### EXERCISE PROMPT
Recast the rows below as a Markdown table with the columns Number and Line, putting each nonblank line in its own entry. Leave the pictures out.

### RECORD LIST
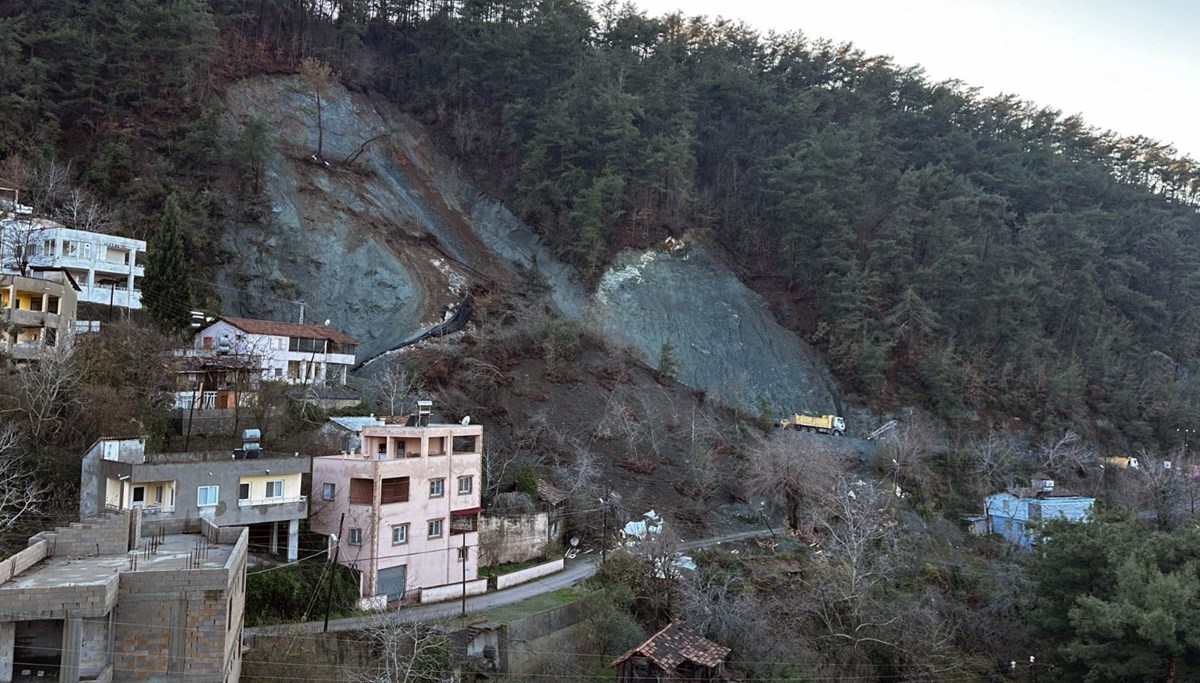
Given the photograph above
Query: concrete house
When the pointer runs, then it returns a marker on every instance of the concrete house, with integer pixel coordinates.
(293, 353)
(673, 654)
(1012, 513)
(100, 601)
(411, 501)
(37, 312)
(106, 267)
(175, 491)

### RESPONSE FOR THIS EXERCISE
| Number | Line |
|---|---|
| 1 | Given the photograph above |
| 2 | Query: concrete house |
| 3 | When the pointer runs, then it returns a marker on every instance of the concrete house, with integer pixel coordinates. |
| 4 | (293, 353) |
| 5 | (673, 654) |
| 6 | (1012, 513) |
| 7 | (100, 601) |
| 8 | (411, 501) |
| 9 | (37, 312) |
| 10 | (106, 267) |
| 11 | (175, 491) |